▶ 所给文本:
* * * *

创建topics :(60个分区，1个副本（主副一共2个）):

./kafka-topics.sh --zookeeper localhost:2181  --create --topic eleme-nginx-log --replication-factor 2 --partitions 60

增加topic的分区数：

./bin/kafka-topics.sh –zookeeper   localhost:2181 –alter –partitions 60 –topic eleme-nginx-log

平衡分区leader，重新选举：适用于节点挂掉恢复之后没有leader在原来的节点
等价于配置项：auto.leader.rebalance.enable

bin/kafka-preferred-replica-election.sh --zookeeper localhost:2181

平衡分区节点分布：

bin/kafka-reassign-partitions.sh -zookeeper localhost:2181 --topics-to-move-json-file topics-to-move.json --broker-list "1,2,3,4,5" --generate 

[root@xg-ops-elk-kafka-1 kafka]# cat topics-to-move.json
{"topics":
[{"topic": "java-standard-application-log"}],
"version":1
}

生成推荐分布，也可以手动编辑，保存在java_balance_topics.json 例如：

{"version":1,"partitions":[{"topic":"java-standard-application-log","partition":30,"replicas":[2]},{"topic":"java-standard-application-log","partition":2,"replicas":[4]},{"topic":"java-standard-application-log","partition":40,"replicas":[2]},....

进行重新分配：

bin/kafka-reassign-partitions.sh  --zookeeper xg-ops-elk-kafka-1:2181,xg-ops-elk-kafka-2:2181,xg-ops-elk-kafka-3:2181 --reassignment-json-file java_balance_topics.json --execute

验证分配进度：

bin/kafka-reassign-partitions.sh  --zookeeper xg-ops-elk-kafka-1:2181,xg-ops-elk-kafka-2:2181,xg-ops-elk-kafka-3:2181 --reassignment-json-file java_balance_topics.json --verify

压测数据：

sh kafka-producer-perf-test.sh --topic ertao_test --num-records 5000000 --record-size 512 --throughput 1000000 --producer-props bootstrap.servers=xg-ops-elk-ngxkf-1:9092,xg-ops-elk-ngxkf-1:9092 acks=all retries=2 linger.ms=1
sh kafka-producer-perf-test.sh --topic ertao_test --num-records 5000000 --record-size 512 --throughput 100
0000 --producer-props bootstrap.servers=xg-ops-elk-ngxkf-1:9092,xg-ops-elk-ngxkf-1:9092 acks=all retries=2 linger.ms=1

sh kafka-producer-perf-test.sh --topic ertao_test --num-records 5000000 --record-size 512 --throughput 1000000 --producer-props bootstrap.servers=xg-ops-elk-ngxkf-1:9092,xg-ops-elk-ngxkf-1:9092 acks=1 retries=2 linger.ms=1

sh kafka-producer-perf-test.sh --topic ertao_test --num-records 5000000 --record-size 512 --throughput 1000000 --producer-props bootstrap.servers=xg-ops-elk-ngxkf-1:9092,xg-ops-elk-ngxkf-1:9092 acks=0 retries=2 linger.ms=1


./kafka-consumer-perf-test.sh --zookeeper localhost:2181 --messages 50000000 --topic ertao_test --threads 1

ES 添加默认模板

es6.x之后，一个index不支持多个type

PUT _template/default

{
  "order": 0,
  "index_patterns": [
    "*"

* * * *

▶ 条目:
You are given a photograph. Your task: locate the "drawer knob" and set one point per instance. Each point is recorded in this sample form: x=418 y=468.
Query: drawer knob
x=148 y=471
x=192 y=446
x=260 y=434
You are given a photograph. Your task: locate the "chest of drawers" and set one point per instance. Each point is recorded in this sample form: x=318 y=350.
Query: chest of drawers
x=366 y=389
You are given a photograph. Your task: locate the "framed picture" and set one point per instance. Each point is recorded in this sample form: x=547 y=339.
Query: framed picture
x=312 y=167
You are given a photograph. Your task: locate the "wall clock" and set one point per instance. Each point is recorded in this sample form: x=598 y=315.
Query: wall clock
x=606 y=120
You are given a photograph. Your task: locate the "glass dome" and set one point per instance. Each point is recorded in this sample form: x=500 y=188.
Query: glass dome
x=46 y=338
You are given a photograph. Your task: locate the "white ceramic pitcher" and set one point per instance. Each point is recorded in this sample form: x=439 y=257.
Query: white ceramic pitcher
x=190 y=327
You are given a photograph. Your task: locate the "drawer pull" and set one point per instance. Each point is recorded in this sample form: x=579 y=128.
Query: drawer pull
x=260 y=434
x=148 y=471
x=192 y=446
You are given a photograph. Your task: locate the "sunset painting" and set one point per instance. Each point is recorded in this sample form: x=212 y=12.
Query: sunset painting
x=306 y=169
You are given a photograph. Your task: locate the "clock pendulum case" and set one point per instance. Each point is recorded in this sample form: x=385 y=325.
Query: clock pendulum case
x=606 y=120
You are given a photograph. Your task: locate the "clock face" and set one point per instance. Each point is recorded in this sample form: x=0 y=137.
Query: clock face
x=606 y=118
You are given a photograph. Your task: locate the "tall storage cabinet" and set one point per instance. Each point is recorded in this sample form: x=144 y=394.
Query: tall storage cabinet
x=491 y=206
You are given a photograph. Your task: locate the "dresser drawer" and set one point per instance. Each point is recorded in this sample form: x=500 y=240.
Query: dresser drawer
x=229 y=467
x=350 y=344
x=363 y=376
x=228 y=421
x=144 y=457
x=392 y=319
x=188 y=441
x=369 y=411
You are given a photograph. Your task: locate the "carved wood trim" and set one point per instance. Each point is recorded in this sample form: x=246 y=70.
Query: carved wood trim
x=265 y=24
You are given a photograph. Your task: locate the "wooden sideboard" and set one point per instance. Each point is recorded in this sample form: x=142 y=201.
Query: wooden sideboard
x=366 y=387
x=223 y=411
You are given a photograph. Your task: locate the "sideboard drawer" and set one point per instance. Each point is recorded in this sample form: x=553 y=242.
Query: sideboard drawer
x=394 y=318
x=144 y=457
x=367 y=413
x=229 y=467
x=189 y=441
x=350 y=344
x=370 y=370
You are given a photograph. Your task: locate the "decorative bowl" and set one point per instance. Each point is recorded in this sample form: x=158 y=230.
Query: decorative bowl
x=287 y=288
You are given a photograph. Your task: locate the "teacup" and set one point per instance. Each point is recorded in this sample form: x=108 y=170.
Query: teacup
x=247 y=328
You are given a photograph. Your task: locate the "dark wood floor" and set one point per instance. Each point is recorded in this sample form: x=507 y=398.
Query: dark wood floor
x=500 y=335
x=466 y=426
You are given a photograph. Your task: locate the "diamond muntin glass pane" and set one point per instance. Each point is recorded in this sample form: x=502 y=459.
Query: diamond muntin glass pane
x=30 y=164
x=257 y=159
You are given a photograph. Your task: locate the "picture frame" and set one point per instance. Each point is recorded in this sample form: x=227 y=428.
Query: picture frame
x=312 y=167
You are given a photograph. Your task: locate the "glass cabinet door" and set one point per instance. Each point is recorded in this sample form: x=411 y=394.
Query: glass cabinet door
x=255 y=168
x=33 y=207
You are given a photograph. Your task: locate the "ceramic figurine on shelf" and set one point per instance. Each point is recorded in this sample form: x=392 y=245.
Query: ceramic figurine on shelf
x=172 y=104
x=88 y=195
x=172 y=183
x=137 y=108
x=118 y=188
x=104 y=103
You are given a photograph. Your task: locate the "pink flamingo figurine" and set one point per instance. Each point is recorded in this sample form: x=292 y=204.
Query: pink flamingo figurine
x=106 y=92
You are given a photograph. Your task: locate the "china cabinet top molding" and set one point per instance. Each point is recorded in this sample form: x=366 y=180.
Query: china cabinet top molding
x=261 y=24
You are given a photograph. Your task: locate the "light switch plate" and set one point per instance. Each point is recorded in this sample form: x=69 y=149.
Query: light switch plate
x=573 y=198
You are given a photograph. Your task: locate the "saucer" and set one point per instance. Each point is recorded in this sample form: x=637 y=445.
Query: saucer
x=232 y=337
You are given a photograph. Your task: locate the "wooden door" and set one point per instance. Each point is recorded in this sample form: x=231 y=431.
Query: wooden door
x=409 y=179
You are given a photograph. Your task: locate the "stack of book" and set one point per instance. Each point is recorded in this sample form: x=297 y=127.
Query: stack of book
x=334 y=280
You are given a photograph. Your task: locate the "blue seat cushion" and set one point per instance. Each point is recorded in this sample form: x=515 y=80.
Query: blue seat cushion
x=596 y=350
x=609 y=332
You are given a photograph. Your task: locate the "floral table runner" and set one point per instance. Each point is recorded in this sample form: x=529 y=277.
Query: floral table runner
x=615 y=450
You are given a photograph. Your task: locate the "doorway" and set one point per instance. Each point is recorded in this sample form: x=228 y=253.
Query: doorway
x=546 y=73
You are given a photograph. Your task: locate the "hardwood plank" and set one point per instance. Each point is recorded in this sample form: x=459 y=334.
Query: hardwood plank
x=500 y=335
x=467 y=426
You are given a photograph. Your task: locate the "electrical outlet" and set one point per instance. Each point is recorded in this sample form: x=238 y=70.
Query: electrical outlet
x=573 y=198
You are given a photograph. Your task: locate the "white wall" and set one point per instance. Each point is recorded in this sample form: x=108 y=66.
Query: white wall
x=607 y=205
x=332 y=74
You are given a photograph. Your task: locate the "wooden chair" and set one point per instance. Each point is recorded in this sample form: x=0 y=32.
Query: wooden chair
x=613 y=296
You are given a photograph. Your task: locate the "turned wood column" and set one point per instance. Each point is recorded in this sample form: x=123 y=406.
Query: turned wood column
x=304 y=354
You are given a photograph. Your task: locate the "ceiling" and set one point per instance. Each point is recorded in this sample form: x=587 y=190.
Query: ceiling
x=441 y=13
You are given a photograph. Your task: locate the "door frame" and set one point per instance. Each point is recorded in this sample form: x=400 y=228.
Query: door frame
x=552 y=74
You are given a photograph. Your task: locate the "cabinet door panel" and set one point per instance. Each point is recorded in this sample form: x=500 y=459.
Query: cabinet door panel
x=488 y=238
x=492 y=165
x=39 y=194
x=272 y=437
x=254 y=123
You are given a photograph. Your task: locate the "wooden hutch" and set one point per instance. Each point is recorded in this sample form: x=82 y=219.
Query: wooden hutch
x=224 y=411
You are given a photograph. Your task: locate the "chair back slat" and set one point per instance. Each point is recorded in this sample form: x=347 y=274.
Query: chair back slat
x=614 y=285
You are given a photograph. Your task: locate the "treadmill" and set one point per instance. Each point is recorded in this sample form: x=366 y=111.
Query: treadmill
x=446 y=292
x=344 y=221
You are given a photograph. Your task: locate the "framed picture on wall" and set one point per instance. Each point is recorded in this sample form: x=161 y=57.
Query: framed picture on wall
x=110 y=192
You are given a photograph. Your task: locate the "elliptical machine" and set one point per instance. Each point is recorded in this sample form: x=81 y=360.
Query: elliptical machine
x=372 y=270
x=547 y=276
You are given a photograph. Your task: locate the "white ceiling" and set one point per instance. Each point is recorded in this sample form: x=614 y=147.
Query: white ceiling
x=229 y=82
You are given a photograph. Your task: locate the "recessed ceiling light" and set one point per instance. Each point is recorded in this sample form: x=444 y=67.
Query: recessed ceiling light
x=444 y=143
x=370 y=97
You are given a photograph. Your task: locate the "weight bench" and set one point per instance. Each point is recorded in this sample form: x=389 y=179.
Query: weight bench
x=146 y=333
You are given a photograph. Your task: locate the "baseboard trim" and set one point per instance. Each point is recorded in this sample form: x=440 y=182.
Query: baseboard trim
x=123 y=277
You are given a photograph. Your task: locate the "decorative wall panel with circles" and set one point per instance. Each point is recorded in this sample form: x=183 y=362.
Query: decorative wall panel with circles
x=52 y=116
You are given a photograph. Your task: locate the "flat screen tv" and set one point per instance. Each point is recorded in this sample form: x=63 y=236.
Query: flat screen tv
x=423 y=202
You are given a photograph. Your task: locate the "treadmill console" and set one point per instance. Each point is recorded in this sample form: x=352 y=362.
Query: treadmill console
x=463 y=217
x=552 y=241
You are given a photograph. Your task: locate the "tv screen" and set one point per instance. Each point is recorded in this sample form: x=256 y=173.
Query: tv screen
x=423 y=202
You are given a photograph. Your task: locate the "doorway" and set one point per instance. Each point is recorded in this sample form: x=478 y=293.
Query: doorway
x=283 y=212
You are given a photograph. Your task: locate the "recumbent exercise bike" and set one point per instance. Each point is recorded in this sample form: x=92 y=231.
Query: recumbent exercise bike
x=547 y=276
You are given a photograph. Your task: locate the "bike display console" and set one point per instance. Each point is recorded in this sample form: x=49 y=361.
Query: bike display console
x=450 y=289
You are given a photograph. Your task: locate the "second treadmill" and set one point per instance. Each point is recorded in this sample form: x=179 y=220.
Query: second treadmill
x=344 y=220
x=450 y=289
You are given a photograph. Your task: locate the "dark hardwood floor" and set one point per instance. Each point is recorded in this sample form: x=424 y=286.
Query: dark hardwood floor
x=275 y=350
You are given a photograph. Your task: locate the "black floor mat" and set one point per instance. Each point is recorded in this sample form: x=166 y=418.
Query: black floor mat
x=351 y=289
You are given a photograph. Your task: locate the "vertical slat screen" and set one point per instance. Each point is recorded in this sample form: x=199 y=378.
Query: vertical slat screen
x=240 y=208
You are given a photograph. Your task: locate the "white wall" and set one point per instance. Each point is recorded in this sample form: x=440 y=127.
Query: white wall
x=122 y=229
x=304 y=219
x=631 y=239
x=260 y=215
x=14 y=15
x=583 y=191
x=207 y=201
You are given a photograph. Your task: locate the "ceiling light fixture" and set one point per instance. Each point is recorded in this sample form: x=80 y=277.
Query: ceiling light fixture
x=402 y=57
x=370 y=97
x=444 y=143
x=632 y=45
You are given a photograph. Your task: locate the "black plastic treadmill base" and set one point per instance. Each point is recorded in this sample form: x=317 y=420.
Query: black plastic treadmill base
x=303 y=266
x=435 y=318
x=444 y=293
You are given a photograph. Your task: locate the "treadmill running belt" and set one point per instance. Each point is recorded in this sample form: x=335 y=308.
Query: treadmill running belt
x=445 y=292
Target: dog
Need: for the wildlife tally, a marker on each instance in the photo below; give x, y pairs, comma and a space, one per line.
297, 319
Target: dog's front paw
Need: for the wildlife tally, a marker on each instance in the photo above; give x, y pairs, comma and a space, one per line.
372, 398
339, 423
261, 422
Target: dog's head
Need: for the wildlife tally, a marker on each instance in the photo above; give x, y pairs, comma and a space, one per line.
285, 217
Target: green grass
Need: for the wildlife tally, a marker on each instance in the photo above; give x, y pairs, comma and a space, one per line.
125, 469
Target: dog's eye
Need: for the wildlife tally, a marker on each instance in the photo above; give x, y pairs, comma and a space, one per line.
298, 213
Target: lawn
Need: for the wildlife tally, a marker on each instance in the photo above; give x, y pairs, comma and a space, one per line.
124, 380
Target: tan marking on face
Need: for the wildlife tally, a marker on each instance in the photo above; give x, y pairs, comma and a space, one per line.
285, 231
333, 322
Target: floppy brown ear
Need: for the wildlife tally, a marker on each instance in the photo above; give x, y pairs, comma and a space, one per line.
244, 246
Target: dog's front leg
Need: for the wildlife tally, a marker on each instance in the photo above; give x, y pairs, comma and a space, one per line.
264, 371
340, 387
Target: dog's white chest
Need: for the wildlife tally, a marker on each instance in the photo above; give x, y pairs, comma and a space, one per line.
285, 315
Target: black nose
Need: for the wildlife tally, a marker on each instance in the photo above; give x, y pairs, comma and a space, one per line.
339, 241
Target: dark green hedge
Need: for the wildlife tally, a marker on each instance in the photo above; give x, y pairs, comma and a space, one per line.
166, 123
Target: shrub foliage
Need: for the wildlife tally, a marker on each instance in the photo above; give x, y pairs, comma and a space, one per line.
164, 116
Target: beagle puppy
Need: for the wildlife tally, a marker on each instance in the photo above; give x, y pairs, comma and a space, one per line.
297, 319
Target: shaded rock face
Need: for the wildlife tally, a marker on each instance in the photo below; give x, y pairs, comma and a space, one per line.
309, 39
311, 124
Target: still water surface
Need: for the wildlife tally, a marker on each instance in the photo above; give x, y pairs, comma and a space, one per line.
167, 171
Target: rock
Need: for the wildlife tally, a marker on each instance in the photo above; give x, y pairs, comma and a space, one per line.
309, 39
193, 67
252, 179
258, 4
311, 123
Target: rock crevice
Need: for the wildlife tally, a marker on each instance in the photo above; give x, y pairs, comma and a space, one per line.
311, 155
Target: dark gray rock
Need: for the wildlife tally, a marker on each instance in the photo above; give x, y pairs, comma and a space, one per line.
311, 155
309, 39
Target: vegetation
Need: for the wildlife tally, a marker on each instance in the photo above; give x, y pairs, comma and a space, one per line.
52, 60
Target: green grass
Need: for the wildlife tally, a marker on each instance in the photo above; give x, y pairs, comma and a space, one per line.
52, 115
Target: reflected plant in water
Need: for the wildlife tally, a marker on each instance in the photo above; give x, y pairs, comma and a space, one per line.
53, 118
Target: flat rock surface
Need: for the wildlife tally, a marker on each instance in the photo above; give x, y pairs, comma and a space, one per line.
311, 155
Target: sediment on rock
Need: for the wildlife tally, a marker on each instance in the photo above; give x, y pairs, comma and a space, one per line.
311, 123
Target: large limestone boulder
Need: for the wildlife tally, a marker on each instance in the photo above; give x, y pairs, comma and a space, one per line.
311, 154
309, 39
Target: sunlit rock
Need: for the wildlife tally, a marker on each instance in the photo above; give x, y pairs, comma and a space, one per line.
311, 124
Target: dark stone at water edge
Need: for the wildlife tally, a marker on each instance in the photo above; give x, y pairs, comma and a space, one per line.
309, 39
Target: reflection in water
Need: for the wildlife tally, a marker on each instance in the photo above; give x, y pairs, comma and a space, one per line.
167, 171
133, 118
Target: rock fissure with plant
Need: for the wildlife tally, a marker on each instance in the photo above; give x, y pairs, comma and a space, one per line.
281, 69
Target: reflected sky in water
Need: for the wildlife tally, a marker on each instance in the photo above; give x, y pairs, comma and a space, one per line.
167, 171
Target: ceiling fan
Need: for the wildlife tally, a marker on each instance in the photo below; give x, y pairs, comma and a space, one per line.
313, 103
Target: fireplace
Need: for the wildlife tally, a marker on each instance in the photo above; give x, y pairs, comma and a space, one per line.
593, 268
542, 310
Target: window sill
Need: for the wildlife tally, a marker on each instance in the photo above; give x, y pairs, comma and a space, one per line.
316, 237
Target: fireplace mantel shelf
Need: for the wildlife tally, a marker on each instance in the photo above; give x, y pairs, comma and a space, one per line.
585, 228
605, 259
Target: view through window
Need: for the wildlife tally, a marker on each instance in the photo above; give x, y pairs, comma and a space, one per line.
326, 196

* * * *

▶ 待完成事项:
A. 把清单中从含有“form: x=439 y=257.”的那一行到含有“x=369 y=411”的那一行（首尾两行都算在内）输出为两列 CSV，列名用“内容”和“答案”，每一项占一行。内容和答案各放进一个带引号的字段，字段里的换行一律改成空格。
B. 接着这篇 Kafka 与 ES 运维笔记的结尾往下续写。
清单与这篇 Kafka 与 ES 运维笔记毫无关系。

▶ 各题结果:
A.
内容,答案
"You are given a photograph. Your task: locate the ""white ceramic pitcher"" and set one point per instance. Each point is recorded in this sample form: x=439 y=257. Query: white ceramic pitcher","x=190 y=327"
"You are given a photograph. Your task: locate the ""drawer pull"" and set one point per instance. Each point is recorded in this sample form: x=579 y=128. Query: drawer pull","x=260 y=434 x=148 y=471 x=192 y=446"
"You are given a photograph. Your task: locate the ""sunset painting"" and set one point per instance. Each point is recorded in this sample form: x=212 y=12. Query: sunset painting","x=306 y=169"
"You are given a photograph. Your task: locate the ""clock pendulum case"" and set one point per instance. Each point is recorded in this sample form: x=385 y=325. Query: clock pendulum case","x=606 y=120"
"You are given a photograph. Your task: locate the ""clock face"" and set one point per instance. Each point is recorded in this sample form: x=0 y=137. Query: clock face","x=606 y=118"
"You are given a photograph. Your task: locate the ""tall storage cabinet"" and set one point per instance. Each point is recorded in this sample form: x=144 y=394. Query: tall storage cabinet","x=491 y=206"
"You are given a photograph. Your task: locate the ""dresser drawer"" and set one point per instance. Each point is recorded in this sample form: x=500 y=240. Query: dresser drawer","x=229 y=467 x=350 y=344 x=363 y=376 x=228 y=421 x=144 y=457 x=392 y=319 x=188 y=441 x=369 y=411"

B.
  ],
  "settings": {
    "index": {
      "refresh_interval": "60s",
      "number_of_shards": "5",
      "translog": {
        "flush_threshold_size": "1gb",
        "sync_interval": "60s",
        "durability": "async"
      },
      "number_of_replicas": "1"
    }
  },
  "mappings": {
    "_default_": {
      "properties": {
        "timestamp": {
          "type": "date",
          "format": "strict_date_optional_time||epoch_millis"
        }
      }
    }
  },
  "aliases": {}
}

动态templates_mappings


PUT my_index
{
  "mappings": {
    "_default_": {
      "dynamic_templates": [
        {
          "integers": {
            "match_mapping_type": "long",
            "mapping": {
              "type": "integer"
            }
          }
        },
        {
          "strings": {
            "match_mapping_type": "string",
            "mapping": {
              "type": "text",
              "fields": {
                "raw": {
                  "type":  "keyword",
                  "ignore_above": 256
                }
              }
            }
          }
        }
      ]
    }
  }
}
https://www.elastic.co/guide/en/elasticsearch/reference/6.3/dynamic-templates.html
{
  "order": 0,
  "index_patterns": [
    "logstash*"
  ],
  "settings": {
    "index": {
      "refresh_interval": "60s",
      "number_of_shards": "60",
      "translog": {
        "flush_threshold_size": "1gb",
        "sync_interval": "120s",
        "durability": "async"
      },
      "number_of_replicas": "0"
    }
  },
  "mappings": {
    "_default_": {
      "dynamic_templates": [
        {
          "offset_field": {
            "match_mapping_type": "long",
            "mapping": {
              "type": "long"
            },
            "path_match": "offset"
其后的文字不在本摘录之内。